§ **Supplied passage**
========

What caused the fire remains unclear.

Adding to the problem, Lebanon has been without a government for the last year, as politicians bicker over the distribution of ministerial portfolios. Lebanon’s sectarian-based quota system commonly leads to delays in forming governments, but Hoteit said the political class—often referred to simply as “the mafia” by Lebanese—is united in protecting one another.

“The politicians differ when they talk about money and quotas. But they are one hand in the end, and the biggest example is when they all stood together to reject lifting immunity” for the explosion, Hoteit said.

What caused the fire remains unclear as well as whether the shipment of 2,750 tons of ammonium nitrate, ostensibly bound for Mozambique, was actually intended for another destination. Beirut’s port has long been notorious for corruption and smuggling, and an investigation by a Lebanese TV reporter suggested the company that owned the ammonium nitrate had links to Syrian businesspeople. It has been speculated the explosives may have been intended for groups fighting in Syria’s civil war.

Much of the port itself remains mangled, and large parts of adjacent neighborhoods are still in ruins. The government has provided little aid for rebuilding, leaving the effort up to nonprofits and private citizens.

========

§ **Tasks to perform**
A – Write out the section of the passage on the Beirut port explosion that begins at the words "Adding to the" and stops after "protecting one another.".
B – According to the passage on the Beirut port explosion, how many tons of ammonium nitrate were in the shipment?

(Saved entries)

========

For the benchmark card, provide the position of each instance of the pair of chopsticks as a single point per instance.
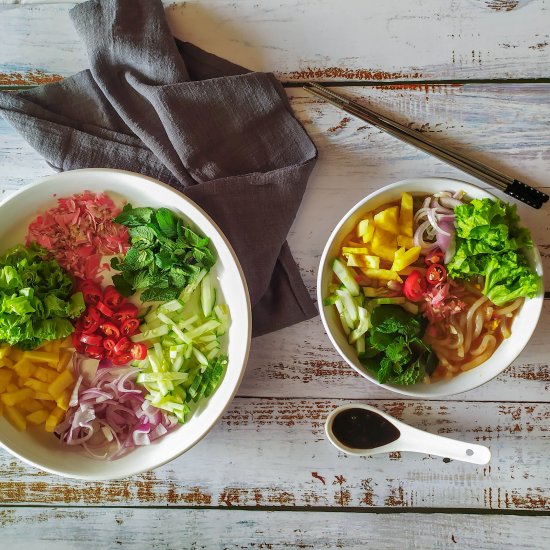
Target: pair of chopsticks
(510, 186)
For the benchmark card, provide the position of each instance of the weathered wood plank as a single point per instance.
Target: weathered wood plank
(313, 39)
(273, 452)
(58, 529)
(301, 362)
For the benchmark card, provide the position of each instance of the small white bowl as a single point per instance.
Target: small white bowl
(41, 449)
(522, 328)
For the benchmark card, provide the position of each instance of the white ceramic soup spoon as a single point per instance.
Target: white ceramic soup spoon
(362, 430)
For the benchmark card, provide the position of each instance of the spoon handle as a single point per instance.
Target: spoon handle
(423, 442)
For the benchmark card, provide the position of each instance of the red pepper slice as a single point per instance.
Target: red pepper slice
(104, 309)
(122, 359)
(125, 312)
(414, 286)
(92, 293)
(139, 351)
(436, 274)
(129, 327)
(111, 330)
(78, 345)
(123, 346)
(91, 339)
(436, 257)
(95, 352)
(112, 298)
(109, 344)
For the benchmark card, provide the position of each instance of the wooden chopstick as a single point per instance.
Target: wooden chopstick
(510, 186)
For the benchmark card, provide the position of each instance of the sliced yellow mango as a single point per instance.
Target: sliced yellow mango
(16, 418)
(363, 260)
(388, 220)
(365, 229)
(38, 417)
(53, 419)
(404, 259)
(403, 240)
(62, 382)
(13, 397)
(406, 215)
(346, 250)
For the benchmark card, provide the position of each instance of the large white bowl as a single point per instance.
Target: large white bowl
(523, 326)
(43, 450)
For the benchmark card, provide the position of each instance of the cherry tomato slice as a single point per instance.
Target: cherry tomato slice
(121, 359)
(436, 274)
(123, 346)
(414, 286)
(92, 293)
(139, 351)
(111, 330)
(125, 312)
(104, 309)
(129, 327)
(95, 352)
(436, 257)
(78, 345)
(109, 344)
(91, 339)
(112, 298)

========

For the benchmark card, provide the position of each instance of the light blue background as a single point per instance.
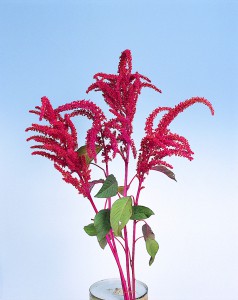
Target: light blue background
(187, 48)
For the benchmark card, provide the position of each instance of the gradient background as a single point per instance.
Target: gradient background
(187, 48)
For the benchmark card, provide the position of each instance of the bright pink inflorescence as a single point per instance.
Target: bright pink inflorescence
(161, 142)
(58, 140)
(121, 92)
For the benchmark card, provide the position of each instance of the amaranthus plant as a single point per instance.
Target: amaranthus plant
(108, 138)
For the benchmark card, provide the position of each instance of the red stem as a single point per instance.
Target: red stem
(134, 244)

========

§ **Results for the exercise**
A –
Adding to the problem, Lebanon has been without a government for the last year, as politicians bicker over the distribution of ministerial portfolios. Lebanon’s sectarian-based quota system commonly leads to delays in forming governments, but Hoteit said the political class—often referred to simply as “the mafia” by Lebanese—is united in protecting one another.

B – 2,750 tons